___ MATERIALS PROVIDED

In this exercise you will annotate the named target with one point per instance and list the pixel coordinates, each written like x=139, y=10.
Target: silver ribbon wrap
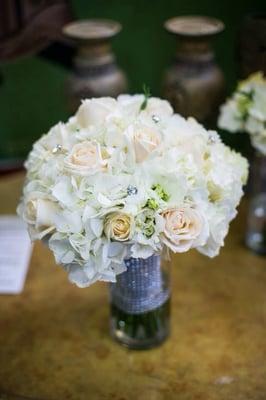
x=141, y=287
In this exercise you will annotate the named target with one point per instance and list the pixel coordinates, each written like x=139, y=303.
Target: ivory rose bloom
x=126, y=178
x=94, y=111
x=183, y=228
x=118, y=226
x=40, y=214
x=86, y=158
x=145, y=141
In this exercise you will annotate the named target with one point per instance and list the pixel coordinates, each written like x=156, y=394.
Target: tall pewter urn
x=95, y=72
x=194, y=83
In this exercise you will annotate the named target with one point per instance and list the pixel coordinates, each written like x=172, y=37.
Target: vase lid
x=194, y=26
x=91, y=29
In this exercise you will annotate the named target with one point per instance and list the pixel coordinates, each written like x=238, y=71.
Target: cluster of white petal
x=246, y=111
x=125, y=177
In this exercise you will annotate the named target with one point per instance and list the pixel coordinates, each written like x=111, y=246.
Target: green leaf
x=147, y=94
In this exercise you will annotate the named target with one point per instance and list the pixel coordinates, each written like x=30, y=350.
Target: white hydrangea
x=246, y=111
x=124, y=178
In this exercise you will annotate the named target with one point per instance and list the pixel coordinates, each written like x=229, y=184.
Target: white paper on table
x=15, y=253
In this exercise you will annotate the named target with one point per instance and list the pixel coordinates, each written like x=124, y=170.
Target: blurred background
x=33, y=76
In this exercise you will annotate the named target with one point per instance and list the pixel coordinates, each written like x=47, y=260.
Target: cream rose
x=94, y=111
x=40, y=214
x=118, y=226
x=86, y=158
x=145, y=141
x=184, y=229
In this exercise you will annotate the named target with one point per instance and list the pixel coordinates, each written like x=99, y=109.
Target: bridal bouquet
x=124, y=178
x=246, y=110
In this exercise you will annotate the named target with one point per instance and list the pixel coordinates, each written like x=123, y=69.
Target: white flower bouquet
x=124, y=178
x=245, y=111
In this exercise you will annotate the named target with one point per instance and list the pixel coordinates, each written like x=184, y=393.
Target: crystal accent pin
x=155, y=118
x=57, y=148
x=131, y=190
x=211, y=139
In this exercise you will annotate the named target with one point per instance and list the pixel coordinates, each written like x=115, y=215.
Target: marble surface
x=54, y=341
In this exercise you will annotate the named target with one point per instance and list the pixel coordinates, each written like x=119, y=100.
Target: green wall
x=32, y=94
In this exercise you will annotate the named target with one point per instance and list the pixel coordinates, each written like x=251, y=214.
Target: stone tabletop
x=54, y=341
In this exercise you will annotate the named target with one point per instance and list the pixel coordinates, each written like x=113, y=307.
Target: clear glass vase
x=256, y=223
x=140, y=303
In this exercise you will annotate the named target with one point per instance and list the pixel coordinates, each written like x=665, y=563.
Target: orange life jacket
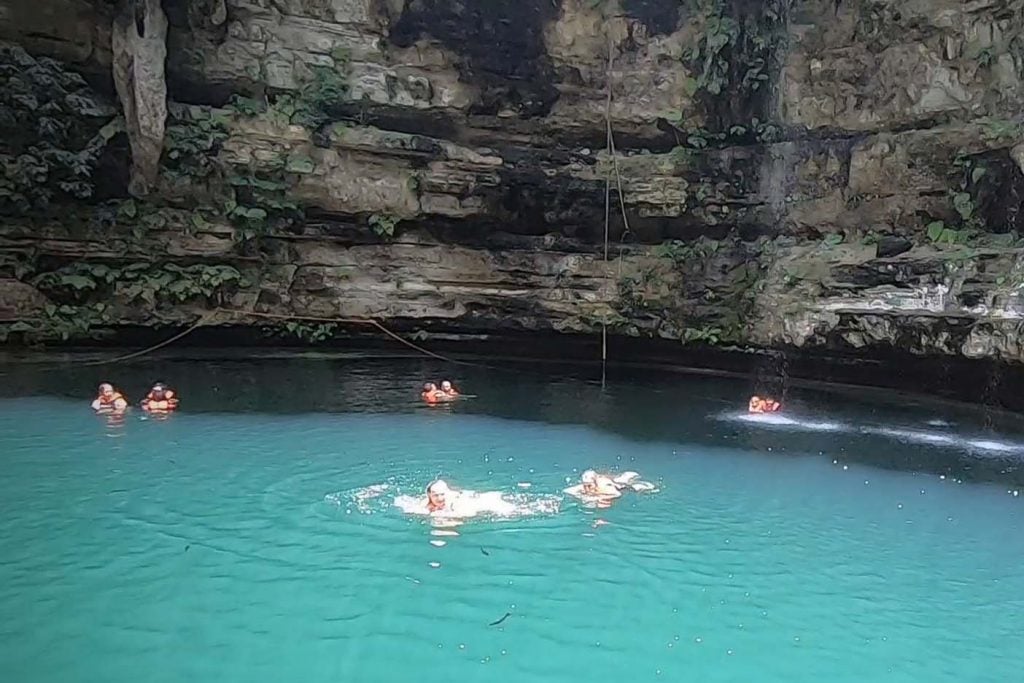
x=110, y=402
x=168, y=402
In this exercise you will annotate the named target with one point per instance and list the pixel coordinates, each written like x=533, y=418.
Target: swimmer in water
x=160, y=399
x=439, y=497
x=431, y=393
x=598, y=485
x=759, y=404
x=109, y=399
x=603, y=488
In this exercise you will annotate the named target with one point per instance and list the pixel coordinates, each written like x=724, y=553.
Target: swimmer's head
x=436, y=494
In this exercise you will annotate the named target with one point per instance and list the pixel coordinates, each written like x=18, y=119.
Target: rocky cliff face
x=837, y=174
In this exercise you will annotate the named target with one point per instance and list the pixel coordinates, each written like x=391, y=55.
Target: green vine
x=139, y=283
x=52, y=133
x=383, y=224
x=192, y=143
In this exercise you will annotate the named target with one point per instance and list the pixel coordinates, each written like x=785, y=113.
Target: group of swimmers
x=596, y=488
x=111, y=401
x=432, y=394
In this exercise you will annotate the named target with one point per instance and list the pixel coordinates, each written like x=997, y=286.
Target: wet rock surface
x=845, y=177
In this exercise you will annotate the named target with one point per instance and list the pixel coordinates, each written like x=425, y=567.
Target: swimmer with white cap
x=438, y=494
x=598, y=485
x=603, y=488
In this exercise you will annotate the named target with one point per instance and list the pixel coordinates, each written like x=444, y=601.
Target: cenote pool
x=861, y=538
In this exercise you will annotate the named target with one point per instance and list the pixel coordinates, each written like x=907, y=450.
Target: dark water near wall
x=881, y=428
x=254, y=537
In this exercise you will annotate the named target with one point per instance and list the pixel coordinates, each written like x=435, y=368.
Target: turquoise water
x=235, y=541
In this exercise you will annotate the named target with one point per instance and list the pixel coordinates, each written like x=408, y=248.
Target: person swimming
x=449, y=390
x=437, y=496
x=109, y=399
x=160, y=399
x=603, y=488
x=759, y=404
x=601, y=485
x=431, y=393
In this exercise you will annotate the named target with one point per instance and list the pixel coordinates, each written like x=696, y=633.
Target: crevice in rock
x=138, y=40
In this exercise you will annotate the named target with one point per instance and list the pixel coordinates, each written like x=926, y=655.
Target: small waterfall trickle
x=776, y=184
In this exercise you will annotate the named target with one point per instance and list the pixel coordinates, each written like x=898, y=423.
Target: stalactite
x=139, y=43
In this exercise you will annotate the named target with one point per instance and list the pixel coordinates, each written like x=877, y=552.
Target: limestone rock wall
x=806, y=173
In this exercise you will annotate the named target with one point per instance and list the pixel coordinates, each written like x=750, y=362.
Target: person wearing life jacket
x=431, y=393
x=160, y=399
x=109, y=399
x=449, y=390
x=759, y=404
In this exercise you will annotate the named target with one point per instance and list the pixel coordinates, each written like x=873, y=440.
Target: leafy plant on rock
x=52, y=132
x=383, y=224
x=192, y=143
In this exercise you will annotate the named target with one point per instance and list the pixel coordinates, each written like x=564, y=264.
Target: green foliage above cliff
x=315, y=102
x=51, y=132
x=147, y=284
x=192, y=143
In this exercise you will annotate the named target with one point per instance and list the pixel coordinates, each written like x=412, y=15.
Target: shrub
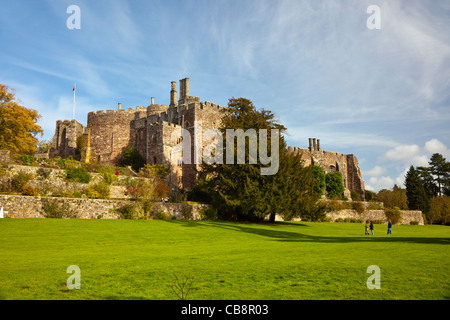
x=108, y=174
x=27, y=159
x=132, y=157
x=393, y=214
x=336, y=205
x=44, y=173
x=29, y=191
x=335, y=185
x=78, y=175
x=375, y=205
x=358, y=207
x=54, y=209
x=186, y=211
x=99, y=190
x=355, y=195
x=208, y=213
x=19, y=181
x=127, y=211
x=160, y=215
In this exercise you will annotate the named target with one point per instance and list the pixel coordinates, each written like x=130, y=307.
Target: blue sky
x=380, y=94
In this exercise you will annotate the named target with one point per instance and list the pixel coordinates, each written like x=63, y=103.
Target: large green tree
x=18, y=125
x=415, y=192
x=440, y=170
x=240, y=190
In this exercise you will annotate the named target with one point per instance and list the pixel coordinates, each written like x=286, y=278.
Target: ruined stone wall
x=331, y=161
x=31, y=207
x=376, y=215
x=64, y=142
x=111, y=132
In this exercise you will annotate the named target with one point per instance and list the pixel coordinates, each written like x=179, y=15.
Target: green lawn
x=137, y=259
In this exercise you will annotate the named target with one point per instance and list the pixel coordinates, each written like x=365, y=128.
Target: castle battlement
x=148, y=129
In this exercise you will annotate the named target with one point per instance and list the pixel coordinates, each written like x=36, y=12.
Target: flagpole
x=74, y=89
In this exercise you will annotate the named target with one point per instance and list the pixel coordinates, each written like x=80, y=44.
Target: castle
x=149, y=130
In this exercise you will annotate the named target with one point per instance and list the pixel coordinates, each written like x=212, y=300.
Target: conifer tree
x=240, y=191
x=415, y=192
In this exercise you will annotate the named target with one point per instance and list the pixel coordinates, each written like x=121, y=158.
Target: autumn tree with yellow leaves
x=18, y=125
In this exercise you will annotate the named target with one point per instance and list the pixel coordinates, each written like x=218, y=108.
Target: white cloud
x=378, y=183
x=402, y=152
x=375, y=171
x=435, y=146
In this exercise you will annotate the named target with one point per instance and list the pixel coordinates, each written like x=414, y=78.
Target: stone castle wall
x=64, y=142
x=149, y=130
x=31, y=207
x=331, y=161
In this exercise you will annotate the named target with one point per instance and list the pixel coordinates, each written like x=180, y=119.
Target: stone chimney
x=173, y=94
x=184, y=88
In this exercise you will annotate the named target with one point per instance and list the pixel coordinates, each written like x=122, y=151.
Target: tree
x=440, y=170
x=319, y=177
x=415, y=192
x=240, y=191
x=393, y=198
x=18, y=125
x=335, y=185
x=428, y=182
x=439, y=210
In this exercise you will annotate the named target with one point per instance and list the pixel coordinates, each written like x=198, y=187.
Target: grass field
x=137, y=259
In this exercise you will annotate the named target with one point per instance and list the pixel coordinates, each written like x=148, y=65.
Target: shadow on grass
x=289, y=236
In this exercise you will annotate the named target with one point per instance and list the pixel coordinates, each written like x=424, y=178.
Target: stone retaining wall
x=31, y=207
x=374, y=215
x=15, y=206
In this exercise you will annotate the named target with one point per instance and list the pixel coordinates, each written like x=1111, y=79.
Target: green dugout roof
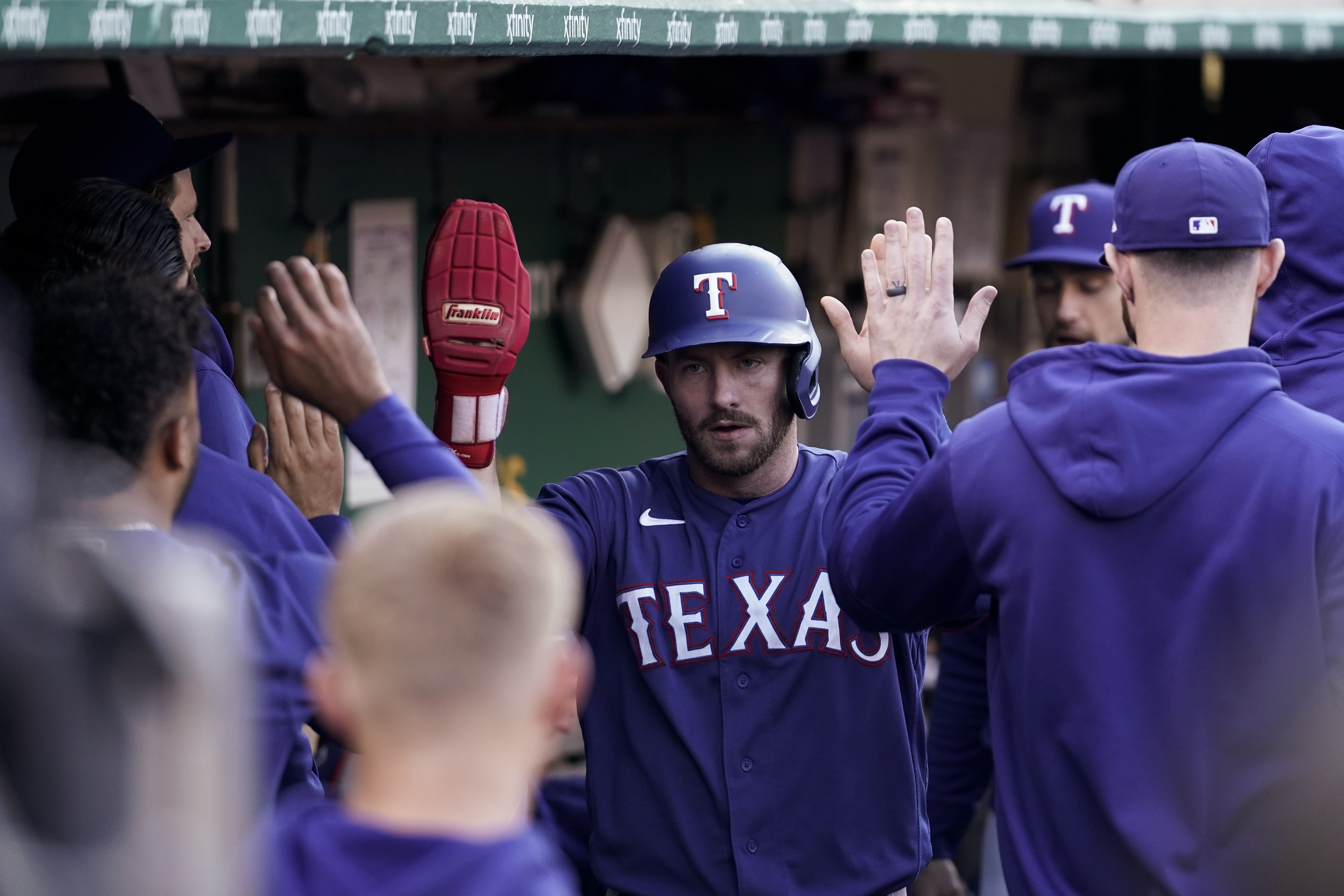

______

_YOUR OBJECTIVE:_ Without including any pictures, set down word for word every line from the one containing "Target: stone castle wall" through the last line of the material.

_YOUR SOLUTION:_
Target: stone castle wall
x=64, y=142
x=149, y=130
x=31, y=207
x=331, y=161
In this exercise you will annotate the named target with one point per instance and list the pixel coordinates, each written like x=180, y=119.
Target: stone chimney
x=173, y=94
x=184, y=88
In this exercise you will annotate the named target with one point per instance and list the pixel coordinates, each written like x=122, y=151.
Target: tree
x=440, y=170
x=319, y=177
x=415, y=192
x=240, y=191
x=393, y=198
x=18, y=125
x=335, y=185
x=428, y=182
x=439, y=210
In this exercise you will annotate the named target with one point per instance and list the pixel coordinates, each written like x=198, y=187.
Target: grass field
x=137, y=259
In this exercise you will annotate the named target with one point per instance and list the pixel coordinates, each written like x=148, y=65.
Target: shadow on grass
x=289, y=236
In this exercise you will annotate the named target with one point per instance and list the pixel coordinates, each written like x=424, y=178.
Target: stone retaining wall
x=31, y=207
x=374, y=215
x=15, y=206
In this exercise you will annotate the named target with one point per instance and list the pixel coordinates, each written like x=1111, y=79.
Target: green dugout roof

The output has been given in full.